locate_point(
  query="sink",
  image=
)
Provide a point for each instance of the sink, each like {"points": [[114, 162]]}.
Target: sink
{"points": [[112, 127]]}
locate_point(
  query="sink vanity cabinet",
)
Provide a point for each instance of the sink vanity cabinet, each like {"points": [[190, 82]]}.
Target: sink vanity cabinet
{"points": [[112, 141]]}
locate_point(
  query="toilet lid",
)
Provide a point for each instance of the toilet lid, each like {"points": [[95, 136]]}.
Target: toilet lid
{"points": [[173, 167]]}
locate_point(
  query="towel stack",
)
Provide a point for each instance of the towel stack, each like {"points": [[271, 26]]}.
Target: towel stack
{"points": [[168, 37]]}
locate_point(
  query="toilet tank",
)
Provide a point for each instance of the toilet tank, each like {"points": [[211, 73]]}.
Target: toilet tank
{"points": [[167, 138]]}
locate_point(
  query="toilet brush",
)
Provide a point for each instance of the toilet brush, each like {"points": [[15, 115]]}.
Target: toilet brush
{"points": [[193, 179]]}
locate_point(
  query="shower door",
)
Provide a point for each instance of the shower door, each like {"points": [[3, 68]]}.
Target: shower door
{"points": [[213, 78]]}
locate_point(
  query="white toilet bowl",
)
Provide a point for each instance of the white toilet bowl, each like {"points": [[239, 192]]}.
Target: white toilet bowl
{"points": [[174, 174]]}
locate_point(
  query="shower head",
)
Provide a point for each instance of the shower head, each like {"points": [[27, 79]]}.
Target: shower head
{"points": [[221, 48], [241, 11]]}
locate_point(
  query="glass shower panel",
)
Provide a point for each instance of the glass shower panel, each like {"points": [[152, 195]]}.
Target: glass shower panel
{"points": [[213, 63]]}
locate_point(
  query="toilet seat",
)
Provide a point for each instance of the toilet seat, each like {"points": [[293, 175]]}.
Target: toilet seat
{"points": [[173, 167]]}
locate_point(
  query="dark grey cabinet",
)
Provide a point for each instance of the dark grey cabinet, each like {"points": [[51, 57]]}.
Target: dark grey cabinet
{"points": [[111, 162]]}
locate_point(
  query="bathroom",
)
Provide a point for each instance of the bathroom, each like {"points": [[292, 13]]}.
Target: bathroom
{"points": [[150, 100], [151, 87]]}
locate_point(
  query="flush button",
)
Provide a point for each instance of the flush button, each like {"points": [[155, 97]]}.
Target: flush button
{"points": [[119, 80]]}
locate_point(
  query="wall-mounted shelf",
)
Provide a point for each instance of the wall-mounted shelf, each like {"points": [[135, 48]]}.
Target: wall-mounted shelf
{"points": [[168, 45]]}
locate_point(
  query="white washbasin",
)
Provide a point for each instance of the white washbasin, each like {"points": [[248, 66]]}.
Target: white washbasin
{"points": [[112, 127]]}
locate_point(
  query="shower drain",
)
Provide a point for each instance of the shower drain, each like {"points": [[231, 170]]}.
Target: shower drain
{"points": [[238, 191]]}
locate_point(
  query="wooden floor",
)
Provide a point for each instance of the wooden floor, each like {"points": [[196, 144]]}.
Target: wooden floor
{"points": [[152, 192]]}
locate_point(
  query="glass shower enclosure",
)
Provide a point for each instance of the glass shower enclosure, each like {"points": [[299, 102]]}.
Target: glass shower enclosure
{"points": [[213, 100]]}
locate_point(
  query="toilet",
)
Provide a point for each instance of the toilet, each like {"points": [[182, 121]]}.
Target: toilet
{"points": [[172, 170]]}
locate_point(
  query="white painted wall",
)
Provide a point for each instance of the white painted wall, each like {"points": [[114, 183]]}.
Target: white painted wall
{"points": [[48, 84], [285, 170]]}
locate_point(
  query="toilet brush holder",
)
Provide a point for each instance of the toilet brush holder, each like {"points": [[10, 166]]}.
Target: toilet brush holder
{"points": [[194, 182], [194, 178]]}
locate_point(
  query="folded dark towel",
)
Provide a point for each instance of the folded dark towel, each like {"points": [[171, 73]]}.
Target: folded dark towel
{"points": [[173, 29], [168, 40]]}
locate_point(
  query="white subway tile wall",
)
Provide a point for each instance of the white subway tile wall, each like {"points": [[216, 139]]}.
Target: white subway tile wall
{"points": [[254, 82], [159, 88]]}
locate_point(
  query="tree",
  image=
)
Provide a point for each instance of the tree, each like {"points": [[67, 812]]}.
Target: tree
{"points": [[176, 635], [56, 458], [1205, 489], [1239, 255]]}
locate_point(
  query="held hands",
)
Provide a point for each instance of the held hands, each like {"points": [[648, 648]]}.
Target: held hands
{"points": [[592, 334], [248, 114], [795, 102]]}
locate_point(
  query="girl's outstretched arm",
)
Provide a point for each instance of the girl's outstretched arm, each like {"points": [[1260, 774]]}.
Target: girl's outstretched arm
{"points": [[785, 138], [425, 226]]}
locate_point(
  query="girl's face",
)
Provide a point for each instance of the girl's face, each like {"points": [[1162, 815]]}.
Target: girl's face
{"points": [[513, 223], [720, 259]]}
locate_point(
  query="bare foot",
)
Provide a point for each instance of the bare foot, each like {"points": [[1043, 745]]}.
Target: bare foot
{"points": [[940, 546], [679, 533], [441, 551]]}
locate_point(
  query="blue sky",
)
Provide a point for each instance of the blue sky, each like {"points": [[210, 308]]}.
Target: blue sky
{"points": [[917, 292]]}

_ _ _ _

Every entry must be output again, exactly as written above.

locate_point(
  query="sink",
  image=
)
Provide a point for each instance of the sink, each like {"points": [[114, 162]]}.
Target: sink
{"points": [[112, 127]]}
locate_point(
  query="sink vanity cabinet",
)
Provide a point for each instance of the sink vanity cabinet, each like {"points": [[190, 82]]}.
Target: sink vanity cabinet
{"points": [[112, 141]]}
locate_point(
  query="toilet lid",
)
Provide a point for each instance of the toilet lid, each like {"points": [[95, 136]]}.
Target: toilet lid
{"points": [[173, 167]]}
locate_point(
  query="towel stack",
)
Provide a point for each instance of the towel stack, each like {"points": [[271, 26]]}.
Target: towel stack
{"points": [[168, 37]]}
locate_point(
  query="toilet tank",
)
Provide a point for each instance of the toilet tank, each like {"points": [[211, 73]]}.
Target: toilet tank
{"points": [[167, 138]]}
locate_point(
  query="toilet brush",
)
Provide a point for each instance of the toilet brush, each like {"points": [[15, 115]]}.
Target: toilet brush
{"points": [[193, 179]]}
locate_point(
  query="shower door",
)
Provide a point for each instance of the shower door, each like {"points": [[3, 68]]}.
Target: shower door
{"points": [[213, 78]]}
locate_point(
  query="white toilet bowl",
)
Provide a point for each instance of the white toilet bowl, each like {"points": [[239, 192]]}.
Target: white toilet bowl
{"points": [[174, 174]]}
locate_point(
  query="shower head",
)
Provide a point for each instance of the shower head, each like {"points": [[27, 79]]}.
Target: shower head
{"points": [[221, 48], [241, 11]]}
locate_point(
  query="glass shower panel",
)
Provide a point for each instance of the glass shower panel, each like {"points": [[152, 195]]}.
Target: glass shower panel
{"points": [[213, 63]]}
locate_point(
  query="toilet seat",
)
Provide a point for each instance of the toilet seat, each like {"points": [[293, 175]]}.
Target: toilet seat
{"points": [[173, 167]]}
locate_point(
  query="dark grey cabinet",
)
Provide a point for each instance of the dark grey cabinet, each like {"points": [[51, 57]]}.
Target: dark grey cabinet
{"points": [[111, 162]]}
locate_point(
  query="bathroom",
)
Provide a point for each instance of the bathroom, each like {"points": [[292, 13]]}.
Target: bathroom
{"points": [[150, 100], [151, 87]]}
locate_point(
  query="flush button",
)
Provide a point for each instance of the flush button, each like {"points": [[155, 97]]}.
Target: flush button
{"points": [[119, 80]]}
locate_point(
  query="wall-mounted shelf",
)
Provide a point for each instance of the wall-mounted shelf, each like {"points": [[135, 48]]}.
Target: wall-mounted shelf
{"points": [[168, 45]]}
locate_point(
  query="white washbasin",
)
Provide a point for each instance of the white washbasin, each like {"points": [[248, 66]]}.
Target: white washbasin
{"points": [[112, 127]]}
locate_point(
  query="shower drain",
)
Provide a point for each instance of the shower drain, each like {"points": [[231, 170]]}.
Target: shower drain
{"points": [[238, 191]]}
locate_point(
  query="wooden floor",
)
Provide a point for each instance of the wooden floor, each like {"points": [[196, 144]]}.
Target: wooden floor
{"points": [[152, 192]]}
locate_point(
  query="glass shower enclosure",
)
Provide a point for each instance of the glass shower enclosure, each like {"points": [[299, 102]]}.
Target: glass shower enclosure
{"points": [[213, 100]]}
locate_point(
  query="toilet",
)
Provide a point for each instance of the toilet, each like {"points": [[182, 121]]}.
Target: toilet
{"points": [[172, 170]]}
locate_point(
  query="white painted wall",
)
Provide a point for each instance of the white painted wall, each like {"points": [[114, 183]]}.
Target: white painted wall
{"points": [[48, 84], [285, 170]]}
locate_point(
  query="toilet brush holder",
)
Provide a point for each instance of the toilet brush holder, each like {"points": [[10, 166]]}.
Target: toilet brush holder
{"points": [[194, 182], [194, 178]]}
locate_point(
  query="folded dark towel",
)
Provide a point for each instance of the folded dark towel, each like {"points": [[171, 73]]}.
Target: folded dark towel
{"points": [[173, 29], [168, 40]]}
locate_point(
  query="white subway tile wall",
)
Provide a point for each instance of the white subway tile wall, each like {"points": [[216, 139]]}.
Target: white subway tile wall
{"points": [[254, 82], [159, 88]]}
locate_point(
  query="tree",
  image=
)
Provide a point for each instance of the tree, each like {"points": [[67, 812]]}.
Target: tree
{"points": [[176, 635], [56, 458], [1205, 489], [1239, 255]]}
locate_point(
  query="held hands",
)
Provide a point for each instance of the held hands, each like {"points": [[648, 648]]}.
Target: held hands
{"points": [[592, 334], [248, 114], [795, 102]]}
locate_point(
  query="girl's outstretched arm",
)
Provide a point for each instance of the girl's outstretched arm, each like {"points": [[1260, 774]]}.
Target: girl's outstretched arm
{"points": [[785, 138], [425, 226]]}
locate_point(
  query="girl's face",
)
Provide a point for each instance of the girl's face, each like {"points": [[1162, 815]]}.
Target: girl's face
{"points": [[513, 223], [720, 259]]}
locate_point(
  query="bare foot",
)
Provide a point for each instance of the bare foot, each like {"points": [[1043, 745]]}.
Target: bare foot
{"points": [[940, 546], [679, 533], [441, 551]]}
locate_point(
  query="blue sky",
)
Provide a point for each instance of the blue sky, each like {"points": [[210, 308]]}.
Target: blue sky
{"points": [[917, 292]]}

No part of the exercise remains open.